__Задание__.
Приведи все строки ниже, в которых встречается слово «head».

__Исходные строки__.
════════════════════

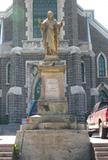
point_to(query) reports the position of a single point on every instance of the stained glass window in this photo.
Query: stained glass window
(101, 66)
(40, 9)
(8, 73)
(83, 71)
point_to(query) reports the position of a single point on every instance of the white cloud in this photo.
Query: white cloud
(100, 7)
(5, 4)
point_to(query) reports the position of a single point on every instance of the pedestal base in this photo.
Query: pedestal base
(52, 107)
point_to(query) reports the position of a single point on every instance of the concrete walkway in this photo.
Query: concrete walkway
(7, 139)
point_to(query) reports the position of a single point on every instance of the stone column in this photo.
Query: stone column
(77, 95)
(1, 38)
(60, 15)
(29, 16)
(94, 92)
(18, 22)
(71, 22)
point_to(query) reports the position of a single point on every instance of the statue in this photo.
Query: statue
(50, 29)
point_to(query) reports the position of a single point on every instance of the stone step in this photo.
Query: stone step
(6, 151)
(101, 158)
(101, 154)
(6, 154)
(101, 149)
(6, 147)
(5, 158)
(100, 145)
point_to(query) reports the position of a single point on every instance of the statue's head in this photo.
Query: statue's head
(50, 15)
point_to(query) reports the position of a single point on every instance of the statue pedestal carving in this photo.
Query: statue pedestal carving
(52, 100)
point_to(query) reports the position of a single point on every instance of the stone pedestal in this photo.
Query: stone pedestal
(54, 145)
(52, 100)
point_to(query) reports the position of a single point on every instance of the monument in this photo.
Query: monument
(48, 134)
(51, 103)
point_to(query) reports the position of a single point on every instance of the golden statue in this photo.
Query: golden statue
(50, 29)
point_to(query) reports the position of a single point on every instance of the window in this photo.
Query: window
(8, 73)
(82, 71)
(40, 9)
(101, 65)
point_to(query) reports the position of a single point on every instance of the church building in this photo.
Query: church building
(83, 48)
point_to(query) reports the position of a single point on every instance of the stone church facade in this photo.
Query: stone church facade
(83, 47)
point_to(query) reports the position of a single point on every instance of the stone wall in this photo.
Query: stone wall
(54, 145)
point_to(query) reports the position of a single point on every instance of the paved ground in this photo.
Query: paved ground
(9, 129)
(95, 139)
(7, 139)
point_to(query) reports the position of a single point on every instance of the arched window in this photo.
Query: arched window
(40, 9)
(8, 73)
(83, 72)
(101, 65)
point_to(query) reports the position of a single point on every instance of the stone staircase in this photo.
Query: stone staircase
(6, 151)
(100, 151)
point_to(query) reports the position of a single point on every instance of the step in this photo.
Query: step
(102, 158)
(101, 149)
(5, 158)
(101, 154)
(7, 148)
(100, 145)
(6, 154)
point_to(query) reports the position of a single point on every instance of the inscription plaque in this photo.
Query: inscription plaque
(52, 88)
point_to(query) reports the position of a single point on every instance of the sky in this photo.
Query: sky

════════════════════

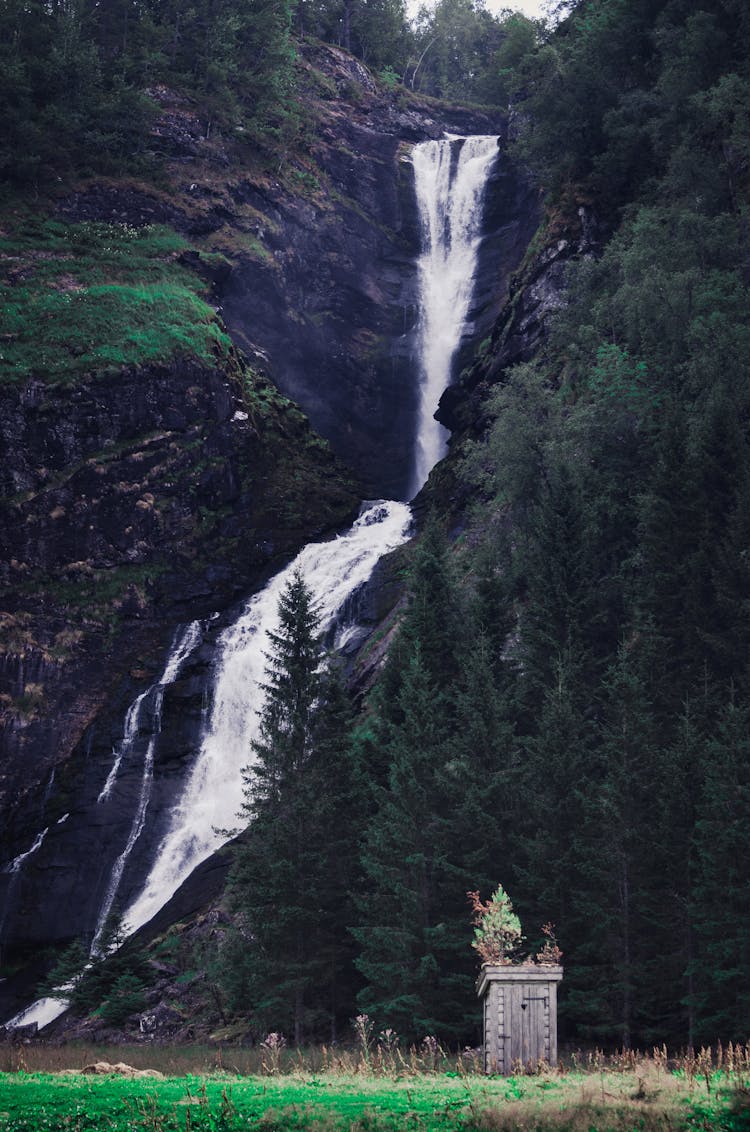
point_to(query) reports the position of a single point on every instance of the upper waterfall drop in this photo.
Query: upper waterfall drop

════════════════════

__Ответ__.
point_to(query) reports the position of a single point on every instance of the statue's head in this photo.
Query: statue's head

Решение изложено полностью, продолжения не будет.